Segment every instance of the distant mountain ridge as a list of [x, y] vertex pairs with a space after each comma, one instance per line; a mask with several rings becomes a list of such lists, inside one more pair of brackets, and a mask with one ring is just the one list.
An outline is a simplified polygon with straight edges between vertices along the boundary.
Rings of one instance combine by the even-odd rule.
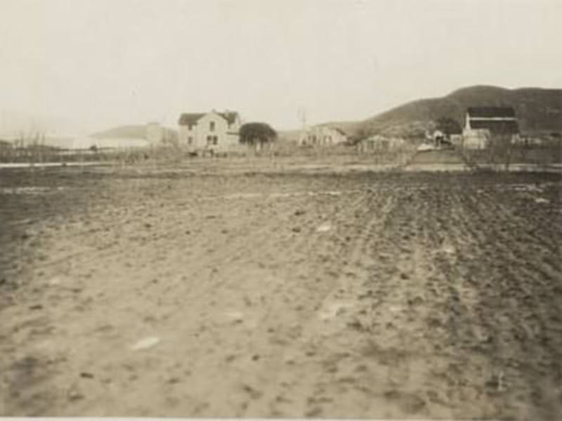
[[359, 122], [327, 123], [352, 134], [400, 134], [419, 130], [442, 117], [461, 125], [469, 107], [511, 106], [516, 110], [523, 133], [562, 131], [562, 89], [507, 89], [479, 85], [454, 91], [441, 98], [407, 103]]
[[[175, 130], [167, 127], [162, 127], [162, 129], [164, 130], [164, 137], [166, 138], [175, 138], [177, 134]], [[93, 133], [90, 135], [90, 137], [96, 139], [146, 139], [146, 124], [117, 126], [107, 130]]]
-*-*-
*Direction*:
Please list every line of the listing above that contains the word "instance", and treat uppercase and lowercase letters as different.

*Solved problem*:
Segment every instance of the distant mountain ridge as a list of [x, y] vertex pairs with a space after each comma, one instance per line; a mask with several rings becomes a list of such lists, inside one more pair of brackets, and a mask with one ring is just the one list.
Rings of one instance combine by the even-odd rule.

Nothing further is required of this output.